@adamhancock/transcribe-cli

v1.0.4

Published

7 months ago

CLI tool for transcribing and summarizing MP4 recordings using Whisper and Ollama

0High
0Medium
0Low

adam1571

transcription whisper ollama video audio summarization cli

Transcribe CLI

A powerful TypeScript CLI tool for transcribing and summarizing MP4 recordings or VTT subtitle files using local models with synchronized audio and visual analysis.

Key Features

🎙️ Timestamped Transcription: Full audio transcription with precise timestamps using Whisper
📝 VTT File Support: Direct summarization of WebVTT subtitle files without transcription
🎬 Flexible Input: Accepts MP4 videos, VTT subtitles, or both for combined analysis
🧠 Intelligent Frame Selection: AI analyzes transcript to extract frames at meaningful moments with reasoning
🖼️ Context-Aware Frame Analysis: Each frame is analyzed with awareness of previous frames
🔄 Synchronized Analysis: Matches frame descriptions with relevant transcript segments
📊 Map-Reduce Summarization: Uses map-reduce strategy for detailed, comprehensive summaries
🎯 Smart Model Selection: Uses llava for visual analysis and llama3.2 for text summarization
⚡ Optimized Processing: Parallel audio/frame extraction, sequential frame analysis for context

Prerequisites

Node.js 18+
FFmpeg installed
- macOS: brew install ffmpeg
- Ubuntu/Debian: sudo apt update && sudo apt install ffmpeg
- Windows: Download from ffmpeg.org
Python & pip (for Whisper)
- macOS: brew install python (includes pip)
- Ubuntu/Debian: sudo apt install python3-pip
- Windows: Download from python.org (includes pip)
OpenAI Whisper - runs locally for transcription
- Install: pip install openai-whisper
- Note: First run may download model files (~140MB for base model)
Ollama - for summarization and frame analysis
- Install: curl -fsSL https://ollama.com/install.sh | sh
- Runs automatically as a background service (port 11434)
- Default models (automatically pulled on first use):
  - llava - for visual frame analysis (multimodal)
  - llama3.2 - for text summarization (map-reduce strategy)

How it works

Flexible Input Processing:
- MP4 Files: Extracts audio, transcribes with Whisper, analyzes video frames
- VTT Files: Parses WebVTT subtitles directly for immediate summarization
- Combined: Use VTT for transcript + MP4 for visual frame analysis
Audio Extraction & Transcription (for MP4):
- Extracts audio and transcribes with Whisper
- Produces timestamped segments (e.g., [1:30] Speaker says...)
- Captures precise timing for synchronization with frames
Intelligent Frame Selection (when video available):
- AI analyzes transcript content to identify key moments
- Selects frames at meaningful timestamps with reasoning
- Shows why each moment was selected (e.g., "Introduction", "Key demonstration")

» Requirement 1
Translate this sentence from the Transcribe CLI page into French: "Each frame is analyzed with awareness of previous frames."
» Requirement 2
Print the part of the Transcribe CLI page between "Prerequisites" and "pip (for Whisper)", inclusive.
The material that follows has nothing to do with the Transcribe CLI page.

» Record excerpts
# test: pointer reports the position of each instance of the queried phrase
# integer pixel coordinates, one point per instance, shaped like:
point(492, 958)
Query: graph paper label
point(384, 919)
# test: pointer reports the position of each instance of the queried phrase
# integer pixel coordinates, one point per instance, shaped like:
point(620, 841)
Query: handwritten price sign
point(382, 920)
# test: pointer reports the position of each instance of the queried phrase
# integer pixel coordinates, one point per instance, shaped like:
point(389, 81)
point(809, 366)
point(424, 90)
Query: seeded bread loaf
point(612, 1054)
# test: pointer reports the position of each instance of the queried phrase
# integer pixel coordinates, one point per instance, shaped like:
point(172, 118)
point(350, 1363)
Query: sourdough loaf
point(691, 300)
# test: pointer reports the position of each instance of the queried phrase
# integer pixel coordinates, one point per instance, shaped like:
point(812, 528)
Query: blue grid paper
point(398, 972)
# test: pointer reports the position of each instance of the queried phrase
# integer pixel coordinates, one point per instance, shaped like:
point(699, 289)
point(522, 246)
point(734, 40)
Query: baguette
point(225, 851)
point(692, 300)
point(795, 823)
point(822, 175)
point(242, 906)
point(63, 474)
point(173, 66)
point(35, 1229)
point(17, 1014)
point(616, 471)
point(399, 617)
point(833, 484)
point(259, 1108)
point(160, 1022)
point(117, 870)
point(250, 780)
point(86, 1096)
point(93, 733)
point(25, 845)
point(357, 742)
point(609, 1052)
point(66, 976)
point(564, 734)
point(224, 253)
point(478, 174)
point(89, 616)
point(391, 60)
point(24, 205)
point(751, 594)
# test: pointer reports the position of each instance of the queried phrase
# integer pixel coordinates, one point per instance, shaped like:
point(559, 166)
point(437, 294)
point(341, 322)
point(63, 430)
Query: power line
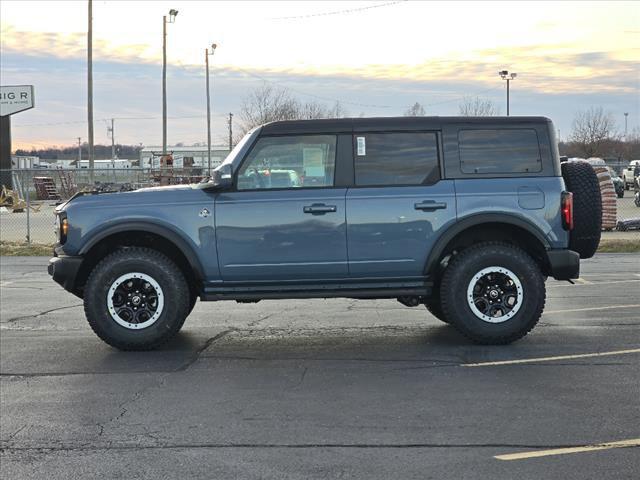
point(337, 12)
point(108, 119)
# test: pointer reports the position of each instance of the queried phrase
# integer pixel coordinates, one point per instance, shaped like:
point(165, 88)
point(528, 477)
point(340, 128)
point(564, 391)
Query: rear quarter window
point(496, 151)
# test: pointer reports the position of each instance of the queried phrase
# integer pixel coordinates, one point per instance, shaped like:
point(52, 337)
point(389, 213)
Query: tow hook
point(410, 300)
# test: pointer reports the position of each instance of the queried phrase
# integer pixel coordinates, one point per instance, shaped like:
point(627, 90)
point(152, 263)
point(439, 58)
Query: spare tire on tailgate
point(580, 179)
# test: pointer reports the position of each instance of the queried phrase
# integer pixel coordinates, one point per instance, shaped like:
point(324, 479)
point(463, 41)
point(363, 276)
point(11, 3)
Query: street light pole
point(172, 19)
point(206, 60)
point(626, 116)
point(90, 87)
point(505, 75)
point(230, 131)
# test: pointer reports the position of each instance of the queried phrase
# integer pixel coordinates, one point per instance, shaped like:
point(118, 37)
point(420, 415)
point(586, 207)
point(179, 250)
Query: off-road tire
point(150, 262)
point(461, 271)
point(580, 179)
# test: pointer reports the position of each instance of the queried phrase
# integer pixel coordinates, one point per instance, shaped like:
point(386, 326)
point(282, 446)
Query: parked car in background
point(618, 183)
point(630, 173)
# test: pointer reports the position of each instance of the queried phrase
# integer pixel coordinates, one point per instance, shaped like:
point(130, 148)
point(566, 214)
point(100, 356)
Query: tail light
point(567, 210)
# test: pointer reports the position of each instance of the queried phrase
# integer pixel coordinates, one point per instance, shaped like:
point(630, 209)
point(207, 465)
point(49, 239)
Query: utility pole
point(206, 61)
point(230, 131)
point(90, 87)
point(505, 75)
point(113, 141)
point(172, 18)
point(626, 116)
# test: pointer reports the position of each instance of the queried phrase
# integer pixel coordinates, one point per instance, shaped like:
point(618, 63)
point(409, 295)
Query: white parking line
point(551, 359)
point(634, 442)
point(611, 307)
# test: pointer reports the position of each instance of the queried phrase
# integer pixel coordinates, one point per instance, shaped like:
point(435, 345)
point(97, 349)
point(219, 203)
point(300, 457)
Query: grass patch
point(610, 245)
point(20, 249)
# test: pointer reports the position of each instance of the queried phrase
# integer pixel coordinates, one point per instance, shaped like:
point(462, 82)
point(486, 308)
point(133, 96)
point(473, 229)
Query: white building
point(115, 163)
point(196, 156)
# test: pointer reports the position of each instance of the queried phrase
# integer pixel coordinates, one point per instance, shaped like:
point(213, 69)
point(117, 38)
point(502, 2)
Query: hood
point(164, 188)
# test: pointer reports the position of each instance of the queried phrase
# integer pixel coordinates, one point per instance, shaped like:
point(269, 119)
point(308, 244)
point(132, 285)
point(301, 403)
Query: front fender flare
point(157, 229)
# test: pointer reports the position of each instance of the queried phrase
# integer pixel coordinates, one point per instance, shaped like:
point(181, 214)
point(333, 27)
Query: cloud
point(548, 68)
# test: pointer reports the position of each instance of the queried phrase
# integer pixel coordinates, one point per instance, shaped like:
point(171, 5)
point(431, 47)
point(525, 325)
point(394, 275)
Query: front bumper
point(64, 271)
point(565, 264)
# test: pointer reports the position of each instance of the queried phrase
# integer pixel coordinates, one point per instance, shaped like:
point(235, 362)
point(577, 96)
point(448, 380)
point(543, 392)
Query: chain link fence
point(30, 196)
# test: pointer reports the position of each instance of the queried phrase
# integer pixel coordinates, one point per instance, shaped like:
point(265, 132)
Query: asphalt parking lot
point(323, 389)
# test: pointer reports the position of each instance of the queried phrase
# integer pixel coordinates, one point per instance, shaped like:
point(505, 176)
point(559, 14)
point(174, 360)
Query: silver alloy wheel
point(135, 300)
point(495, 294)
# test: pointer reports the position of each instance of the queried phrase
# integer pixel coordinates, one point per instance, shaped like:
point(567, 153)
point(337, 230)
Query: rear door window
point(499, 151)
point(396, 158)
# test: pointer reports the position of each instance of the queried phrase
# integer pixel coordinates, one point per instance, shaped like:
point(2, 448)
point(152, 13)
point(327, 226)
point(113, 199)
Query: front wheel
point(493, 293)
point(136, 299)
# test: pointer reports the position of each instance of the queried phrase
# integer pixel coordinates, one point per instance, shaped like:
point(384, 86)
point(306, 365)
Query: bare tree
point(591, 130)
point(478, 107)
point(415, 110)
point(269, 104)
point(338, 111)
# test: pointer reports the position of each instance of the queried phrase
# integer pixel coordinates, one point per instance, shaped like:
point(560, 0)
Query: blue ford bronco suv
point(464, 216)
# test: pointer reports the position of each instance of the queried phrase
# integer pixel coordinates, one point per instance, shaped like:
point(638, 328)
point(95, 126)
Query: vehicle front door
point(284, 219)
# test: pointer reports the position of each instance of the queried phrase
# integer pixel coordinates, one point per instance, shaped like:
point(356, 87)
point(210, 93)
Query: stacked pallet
point(608, 192)
point(46, 188)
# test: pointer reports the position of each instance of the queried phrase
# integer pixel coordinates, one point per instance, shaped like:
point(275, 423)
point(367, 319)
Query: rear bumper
point(64, 271)
point(565, 264)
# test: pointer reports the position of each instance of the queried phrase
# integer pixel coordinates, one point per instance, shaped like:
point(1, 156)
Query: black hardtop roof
point(383, 123)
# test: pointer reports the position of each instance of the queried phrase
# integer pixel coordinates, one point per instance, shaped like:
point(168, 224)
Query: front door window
point(301, 161)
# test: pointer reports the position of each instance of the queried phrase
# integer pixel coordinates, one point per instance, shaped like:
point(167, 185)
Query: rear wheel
point(493, 293)
point(136, 299)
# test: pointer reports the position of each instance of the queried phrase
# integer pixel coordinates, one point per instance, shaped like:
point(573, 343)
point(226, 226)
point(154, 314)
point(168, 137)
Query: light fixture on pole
point(208, 52)
point(505, 75)
point(172, 18)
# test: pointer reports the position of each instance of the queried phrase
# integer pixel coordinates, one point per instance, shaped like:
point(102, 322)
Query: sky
point(375, 57)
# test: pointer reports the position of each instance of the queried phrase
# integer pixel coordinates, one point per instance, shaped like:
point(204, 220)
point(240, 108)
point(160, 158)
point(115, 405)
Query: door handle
point(319, 209)
point(429, 205)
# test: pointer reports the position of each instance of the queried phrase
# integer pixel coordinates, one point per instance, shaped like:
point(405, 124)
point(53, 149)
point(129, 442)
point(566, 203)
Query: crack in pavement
point(205, 445)
point(206, 345)
point(36, 315)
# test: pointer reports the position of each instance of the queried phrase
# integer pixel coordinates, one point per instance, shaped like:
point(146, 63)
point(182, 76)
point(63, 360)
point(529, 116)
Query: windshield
point(238, 148)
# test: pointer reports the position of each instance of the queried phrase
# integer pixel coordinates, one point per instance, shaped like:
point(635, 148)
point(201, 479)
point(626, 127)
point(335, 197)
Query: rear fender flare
point(475, 220)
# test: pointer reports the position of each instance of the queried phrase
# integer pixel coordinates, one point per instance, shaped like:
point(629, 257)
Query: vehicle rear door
point(398, 203)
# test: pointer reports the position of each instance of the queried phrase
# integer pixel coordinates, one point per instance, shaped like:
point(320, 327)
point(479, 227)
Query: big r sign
point(15, 98)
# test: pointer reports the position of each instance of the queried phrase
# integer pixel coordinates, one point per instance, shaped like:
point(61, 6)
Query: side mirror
point(222, 177)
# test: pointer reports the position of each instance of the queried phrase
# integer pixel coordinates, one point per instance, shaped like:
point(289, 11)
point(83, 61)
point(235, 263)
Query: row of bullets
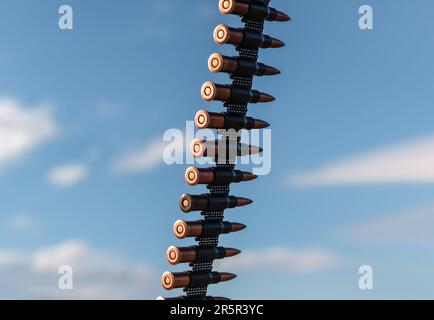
point(257, 10)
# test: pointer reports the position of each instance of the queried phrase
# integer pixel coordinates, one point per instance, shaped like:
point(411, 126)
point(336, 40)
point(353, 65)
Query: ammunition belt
point(236, 97)
point(238, 109)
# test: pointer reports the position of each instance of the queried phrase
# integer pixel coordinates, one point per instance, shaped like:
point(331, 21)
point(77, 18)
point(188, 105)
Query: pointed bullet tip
point(276, 71)
point(284, 17)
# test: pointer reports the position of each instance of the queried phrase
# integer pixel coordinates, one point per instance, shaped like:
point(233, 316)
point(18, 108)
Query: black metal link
point(239, 109)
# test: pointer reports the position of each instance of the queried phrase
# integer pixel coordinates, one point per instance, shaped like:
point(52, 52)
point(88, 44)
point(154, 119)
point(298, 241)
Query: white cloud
point(409, 162)
point(68, 175)
point(22, 129)
point(141, 159)
point(290, 260)
point(96, 274)
point(414, 227)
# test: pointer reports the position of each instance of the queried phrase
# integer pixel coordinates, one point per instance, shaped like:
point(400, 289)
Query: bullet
point(232, 94)
point(194, 176)
point(221, 150)
point(213, 120)
point(177, 255)
point(209, 202)
point(244, 38)
point(193, 279)
point(183, 229)
point(239, 66)
point(192, 298)
point(256, 11)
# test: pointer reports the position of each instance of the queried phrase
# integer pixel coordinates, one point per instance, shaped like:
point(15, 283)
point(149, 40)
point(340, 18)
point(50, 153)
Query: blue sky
point(352, 157)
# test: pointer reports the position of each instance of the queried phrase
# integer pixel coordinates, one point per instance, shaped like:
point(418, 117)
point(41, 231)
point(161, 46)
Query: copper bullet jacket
point(219, 63)
point(183, 229)
point(256, 11)
point(193, 279)
point(221, 150)
point(213, 120)
point(223, 34)
point(194, 176)
point(243, 38)
point(210, 202)
point(175, 280)
point(211, 91)
point(177, 255)
point(203, 119)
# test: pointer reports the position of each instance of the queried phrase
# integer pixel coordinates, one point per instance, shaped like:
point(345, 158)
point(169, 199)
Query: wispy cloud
point(22, 129)
point(290, 260)
point(68, 175)
point(96, 274)
point(140, 159)
point(413, 227)
point(408, 162)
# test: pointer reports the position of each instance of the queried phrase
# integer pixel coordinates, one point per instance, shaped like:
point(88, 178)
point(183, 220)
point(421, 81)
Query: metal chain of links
point(241, 81)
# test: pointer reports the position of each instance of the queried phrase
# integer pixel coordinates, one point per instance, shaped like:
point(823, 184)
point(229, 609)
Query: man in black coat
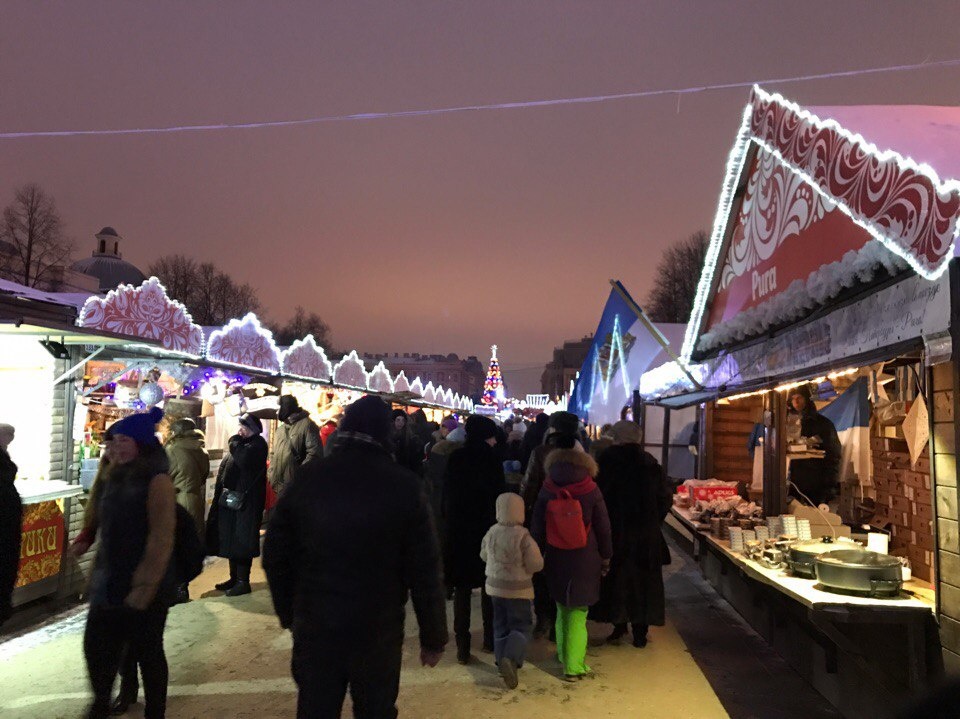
point(815, 478)
point(11, 523)
point(350, 538)
point(472, 482)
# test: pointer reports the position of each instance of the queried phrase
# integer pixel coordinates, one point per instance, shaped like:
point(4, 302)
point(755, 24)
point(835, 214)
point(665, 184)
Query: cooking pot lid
point(858, 558)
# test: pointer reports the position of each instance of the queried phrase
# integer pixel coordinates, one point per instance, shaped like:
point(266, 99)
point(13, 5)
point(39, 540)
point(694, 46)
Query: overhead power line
point(363, 116)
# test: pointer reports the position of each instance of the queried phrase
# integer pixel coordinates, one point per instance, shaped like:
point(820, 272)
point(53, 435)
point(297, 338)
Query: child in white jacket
point(512, 558)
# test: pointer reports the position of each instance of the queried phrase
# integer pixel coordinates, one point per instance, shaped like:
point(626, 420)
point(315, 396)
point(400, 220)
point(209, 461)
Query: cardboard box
point(925, 541)
point(900, 503)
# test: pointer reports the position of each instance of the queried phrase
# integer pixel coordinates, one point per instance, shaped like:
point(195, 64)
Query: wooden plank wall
point(731, 428)
point(944, 447)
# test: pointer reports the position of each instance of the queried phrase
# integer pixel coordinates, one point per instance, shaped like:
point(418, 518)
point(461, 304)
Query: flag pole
point(654, 332)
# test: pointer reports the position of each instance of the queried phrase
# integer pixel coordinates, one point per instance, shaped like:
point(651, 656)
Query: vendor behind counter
point(816, 478)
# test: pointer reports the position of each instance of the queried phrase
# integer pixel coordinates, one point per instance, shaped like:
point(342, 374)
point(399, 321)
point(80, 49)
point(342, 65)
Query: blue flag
point(623, 349)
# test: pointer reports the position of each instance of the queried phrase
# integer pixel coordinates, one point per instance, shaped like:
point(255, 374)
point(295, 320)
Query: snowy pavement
point(229, 658)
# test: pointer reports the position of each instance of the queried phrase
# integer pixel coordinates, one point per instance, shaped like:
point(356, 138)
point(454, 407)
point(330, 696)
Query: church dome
point(107, 265)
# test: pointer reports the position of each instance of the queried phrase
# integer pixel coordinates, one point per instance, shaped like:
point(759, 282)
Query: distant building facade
point(464, 376)
point(562, 369)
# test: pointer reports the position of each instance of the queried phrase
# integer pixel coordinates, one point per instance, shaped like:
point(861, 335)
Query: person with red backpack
point(571, 525)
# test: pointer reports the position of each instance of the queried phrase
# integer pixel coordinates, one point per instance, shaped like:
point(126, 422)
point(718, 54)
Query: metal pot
point(860, 571)
point(802, 555)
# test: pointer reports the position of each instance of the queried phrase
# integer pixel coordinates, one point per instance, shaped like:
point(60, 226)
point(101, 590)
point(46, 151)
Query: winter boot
point(241, 587)
point(508, 670)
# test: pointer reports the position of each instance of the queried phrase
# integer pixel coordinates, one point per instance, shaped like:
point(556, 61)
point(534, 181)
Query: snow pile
point(801, 298)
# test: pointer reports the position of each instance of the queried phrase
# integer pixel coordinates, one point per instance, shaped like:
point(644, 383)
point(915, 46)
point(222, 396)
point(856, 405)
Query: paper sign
point(916, 429)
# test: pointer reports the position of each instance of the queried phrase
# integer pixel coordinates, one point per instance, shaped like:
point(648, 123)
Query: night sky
point(433, 234)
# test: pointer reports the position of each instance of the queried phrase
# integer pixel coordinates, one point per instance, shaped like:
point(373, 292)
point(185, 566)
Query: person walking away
point(472, 482)
point(349, 541)
point(189, 468)
point(512, 558)
point(132, 581)
point(561, 433)
point(452, 437)
point(233, 527)
point(638, 497)
point(11, 524)
point(533, 438)
point(571, 525)
point(295, 443)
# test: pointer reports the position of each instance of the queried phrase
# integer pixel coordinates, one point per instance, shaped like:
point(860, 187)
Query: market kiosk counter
point(46, 510)
point(866, 655)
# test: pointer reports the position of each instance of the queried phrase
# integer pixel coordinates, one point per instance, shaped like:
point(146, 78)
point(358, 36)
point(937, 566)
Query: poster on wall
point(41, 545)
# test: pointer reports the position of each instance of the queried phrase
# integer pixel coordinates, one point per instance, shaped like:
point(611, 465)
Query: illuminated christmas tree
point(493, 386)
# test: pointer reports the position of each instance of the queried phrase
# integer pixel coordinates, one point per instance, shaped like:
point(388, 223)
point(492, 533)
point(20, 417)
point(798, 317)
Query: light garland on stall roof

» Final answer 1
Chaque image est analysée en tenant compte des images précédentes.

» Final answer 2
Prerequisites

Node.js 18+
FFmpeg installed
- macOS: brew install ffmpeg
- Ubuntu/Debian: sudo apt update && sudo apt install ffmpeg
- Windows: Download from ffmpeg.org
Python & pip (for Whisper)